What this task involves:
Rewrite everything from the line containing "Can you see the blurred" down to the line containing "pixel 906 447", substituting "out-of-focus guest" for "blurred guest" and leaving all else unchanged.
## Begin Data provided
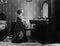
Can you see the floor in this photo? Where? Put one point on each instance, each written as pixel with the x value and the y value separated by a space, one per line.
pixel 27 44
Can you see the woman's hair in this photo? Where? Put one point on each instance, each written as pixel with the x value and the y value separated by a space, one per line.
pixel 19 11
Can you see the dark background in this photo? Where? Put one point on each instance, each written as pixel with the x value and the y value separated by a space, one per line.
pixel 47 32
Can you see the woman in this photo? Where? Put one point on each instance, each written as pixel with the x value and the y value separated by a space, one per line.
pixel 19 30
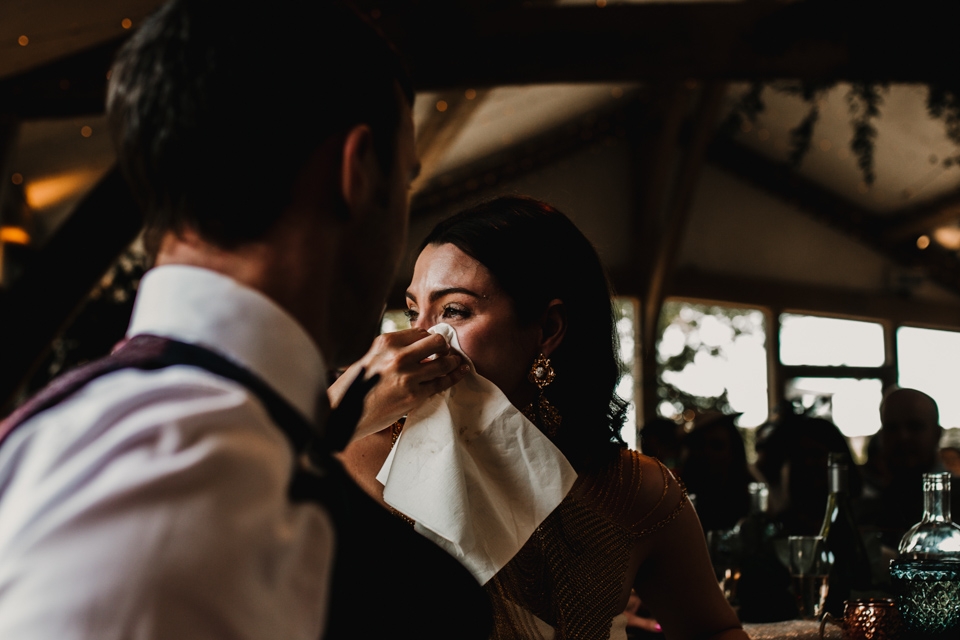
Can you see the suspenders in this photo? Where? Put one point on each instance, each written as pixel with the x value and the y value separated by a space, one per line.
pixel 386 577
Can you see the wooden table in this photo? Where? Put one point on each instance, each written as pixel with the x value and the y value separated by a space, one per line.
pixel 788 630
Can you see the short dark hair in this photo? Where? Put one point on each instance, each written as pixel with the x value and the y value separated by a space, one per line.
pixel 536 254
pixel 214 107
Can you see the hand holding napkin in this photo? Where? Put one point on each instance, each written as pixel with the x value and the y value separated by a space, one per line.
pixel 474 473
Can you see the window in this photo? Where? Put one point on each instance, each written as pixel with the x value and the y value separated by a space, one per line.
pixel 813 340
pixel 929 361
pixel 712 357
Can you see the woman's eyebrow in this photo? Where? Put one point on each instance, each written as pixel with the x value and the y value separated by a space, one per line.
pixel 439 293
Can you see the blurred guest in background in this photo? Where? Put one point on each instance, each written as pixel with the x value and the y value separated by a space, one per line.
pixel 714 468
pixel 950 451
pixel 806 444
pixel 906 447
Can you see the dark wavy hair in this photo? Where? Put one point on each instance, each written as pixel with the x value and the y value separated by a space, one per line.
pixel 215 108
pixel 536 254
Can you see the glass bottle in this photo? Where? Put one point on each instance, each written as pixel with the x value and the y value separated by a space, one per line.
pixel 764 588
pixel 851 565
pixel 936 536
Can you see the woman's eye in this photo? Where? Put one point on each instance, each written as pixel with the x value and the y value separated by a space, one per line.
pixel 455 312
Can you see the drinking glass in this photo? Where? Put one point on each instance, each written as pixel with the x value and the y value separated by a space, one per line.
pixel 810 564
pixel 928 595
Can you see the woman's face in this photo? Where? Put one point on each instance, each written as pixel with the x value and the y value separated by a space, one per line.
pixel 449 286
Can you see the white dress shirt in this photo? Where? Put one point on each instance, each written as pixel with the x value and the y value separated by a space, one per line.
pixel 153 504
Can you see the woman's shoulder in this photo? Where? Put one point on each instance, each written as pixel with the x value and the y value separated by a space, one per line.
pixel 635 491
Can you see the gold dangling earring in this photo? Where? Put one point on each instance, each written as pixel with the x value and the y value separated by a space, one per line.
pixel 545 416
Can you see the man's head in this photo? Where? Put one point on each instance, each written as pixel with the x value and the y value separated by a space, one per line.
pixel 270 133
pixel 910 430
pixel 214 107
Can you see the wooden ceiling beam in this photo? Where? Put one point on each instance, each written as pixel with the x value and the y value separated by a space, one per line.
pixel 910 223
pixel 780 180
pixel 484 44
pixel 441 128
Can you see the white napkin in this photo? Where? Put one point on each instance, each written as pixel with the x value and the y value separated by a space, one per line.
pixel 475 474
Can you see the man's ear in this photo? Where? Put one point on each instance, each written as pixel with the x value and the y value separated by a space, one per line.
pixel 360 175
pixel 553 325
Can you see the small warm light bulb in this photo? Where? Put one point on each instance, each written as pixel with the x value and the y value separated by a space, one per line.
pixel 14 235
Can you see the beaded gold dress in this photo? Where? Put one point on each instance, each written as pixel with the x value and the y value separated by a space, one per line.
pixel 567 580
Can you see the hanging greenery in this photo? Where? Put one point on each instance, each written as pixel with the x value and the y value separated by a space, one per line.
pixel 864 100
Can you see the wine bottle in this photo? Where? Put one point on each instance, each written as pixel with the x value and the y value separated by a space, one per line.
pixel 764 588
pixel 851 565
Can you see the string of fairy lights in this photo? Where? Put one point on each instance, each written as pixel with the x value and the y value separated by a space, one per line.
pixel 15 233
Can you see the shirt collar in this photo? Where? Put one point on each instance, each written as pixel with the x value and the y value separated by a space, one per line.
pixel 206 308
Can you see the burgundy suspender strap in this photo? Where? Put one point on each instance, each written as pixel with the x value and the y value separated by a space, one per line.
pixel 386 577
pixel 148 353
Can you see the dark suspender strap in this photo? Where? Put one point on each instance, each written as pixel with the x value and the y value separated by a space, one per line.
pixel 381 567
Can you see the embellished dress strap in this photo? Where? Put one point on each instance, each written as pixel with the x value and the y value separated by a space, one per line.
pixel 569 576
pixel 637 492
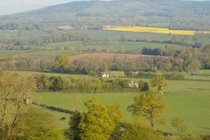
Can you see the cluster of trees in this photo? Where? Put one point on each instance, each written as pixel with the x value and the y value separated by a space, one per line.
pixel 105 123
pixel 23 39
pixel 86 84
pixel 187 59
pixel 17 117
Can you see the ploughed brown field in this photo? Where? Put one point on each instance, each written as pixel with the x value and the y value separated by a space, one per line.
pixel 107 56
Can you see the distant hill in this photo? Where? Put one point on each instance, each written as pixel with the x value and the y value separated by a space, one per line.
pixel 160 13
## End Data provided
Right answer:
Can you see the out-of-focus guest in background in this photo? Where? Put one point on each instance, each written as pixel with the x value and the y value separated by a space, one per line.
pixel 714 468
pixel 950 451
pixel 806 444
pixel 906 447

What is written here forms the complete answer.